**Exercise objective**
Which of the lines below hold "cabinet"? Please return each one.
[Material for this task — start]
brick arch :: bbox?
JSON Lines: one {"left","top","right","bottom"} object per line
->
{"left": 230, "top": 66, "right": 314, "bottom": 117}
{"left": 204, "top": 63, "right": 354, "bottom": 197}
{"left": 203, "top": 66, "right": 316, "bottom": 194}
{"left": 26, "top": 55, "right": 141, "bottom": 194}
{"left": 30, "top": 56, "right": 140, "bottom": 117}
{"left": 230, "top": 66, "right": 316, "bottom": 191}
[Material for this task — finish]
[Material for this task — start]
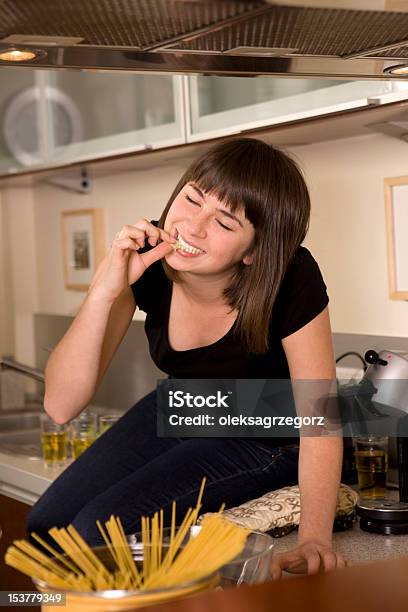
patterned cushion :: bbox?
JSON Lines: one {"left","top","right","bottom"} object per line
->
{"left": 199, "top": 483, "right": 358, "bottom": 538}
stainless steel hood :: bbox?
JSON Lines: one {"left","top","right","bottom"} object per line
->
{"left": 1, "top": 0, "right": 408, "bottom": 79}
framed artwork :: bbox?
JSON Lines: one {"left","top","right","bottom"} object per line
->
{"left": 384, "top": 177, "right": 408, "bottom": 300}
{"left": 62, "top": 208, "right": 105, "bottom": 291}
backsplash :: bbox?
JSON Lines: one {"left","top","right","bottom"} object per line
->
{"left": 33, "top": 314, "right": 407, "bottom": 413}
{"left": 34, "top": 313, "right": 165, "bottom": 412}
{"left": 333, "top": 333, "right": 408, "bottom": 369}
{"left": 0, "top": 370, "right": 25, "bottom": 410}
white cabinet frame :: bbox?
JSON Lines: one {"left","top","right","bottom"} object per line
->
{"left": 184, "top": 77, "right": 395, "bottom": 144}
[Material for this task — finish]
[Material for this task — start]
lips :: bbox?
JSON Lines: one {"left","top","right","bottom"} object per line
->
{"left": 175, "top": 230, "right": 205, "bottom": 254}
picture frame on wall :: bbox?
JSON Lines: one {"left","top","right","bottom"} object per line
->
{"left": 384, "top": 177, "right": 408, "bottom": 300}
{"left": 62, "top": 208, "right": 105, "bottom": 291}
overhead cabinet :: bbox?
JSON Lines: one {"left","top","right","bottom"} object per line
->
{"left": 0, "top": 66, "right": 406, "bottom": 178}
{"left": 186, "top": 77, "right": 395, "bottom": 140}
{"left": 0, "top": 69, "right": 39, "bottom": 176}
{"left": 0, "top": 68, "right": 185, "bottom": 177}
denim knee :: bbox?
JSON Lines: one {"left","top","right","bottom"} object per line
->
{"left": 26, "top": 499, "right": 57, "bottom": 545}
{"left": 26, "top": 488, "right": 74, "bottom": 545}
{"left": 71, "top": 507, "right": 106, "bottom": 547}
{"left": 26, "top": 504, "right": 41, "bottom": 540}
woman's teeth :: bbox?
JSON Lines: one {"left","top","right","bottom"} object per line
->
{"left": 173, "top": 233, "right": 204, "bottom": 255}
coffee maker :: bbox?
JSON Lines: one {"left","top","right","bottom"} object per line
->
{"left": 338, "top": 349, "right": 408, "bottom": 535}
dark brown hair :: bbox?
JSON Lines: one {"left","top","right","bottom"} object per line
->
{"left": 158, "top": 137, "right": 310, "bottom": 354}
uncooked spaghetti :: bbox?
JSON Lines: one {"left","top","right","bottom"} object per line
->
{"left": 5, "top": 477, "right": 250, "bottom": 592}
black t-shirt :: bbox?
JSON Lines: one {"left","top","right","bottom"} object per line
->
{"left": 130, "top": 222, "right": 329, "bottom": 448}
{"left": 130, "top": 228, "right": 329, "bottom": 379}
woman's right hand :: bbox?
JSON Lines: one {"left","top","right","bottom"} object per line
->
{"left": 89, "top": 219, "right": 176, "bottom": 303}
[Material for this task — finish]
**Task output**
white cabinet frame :: bbox?
overhead cabinet :: bbox?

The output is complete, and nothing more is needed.